WHAT TO DO —
With the images removed, return every line below exactly as it reads.

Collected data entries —
──────────

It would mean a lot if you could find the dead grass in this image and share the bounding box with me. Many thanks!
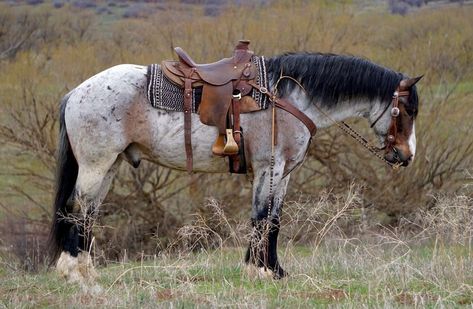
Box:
[2,190,473,307]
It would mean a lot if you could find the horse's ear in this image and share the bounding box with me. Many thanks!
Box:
[400,75,423,89]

──────────

OUTPUT OF THE TASK —
It would mean a lot if you could find the dead grass in this image and share the bounding box with me. Many thanks!
Box:
[2,190,473,307]
It would mean a lot if you could find the horse's ear in this image and share the bounding box with me. Many thanks!
Box:
[400,75,423,89]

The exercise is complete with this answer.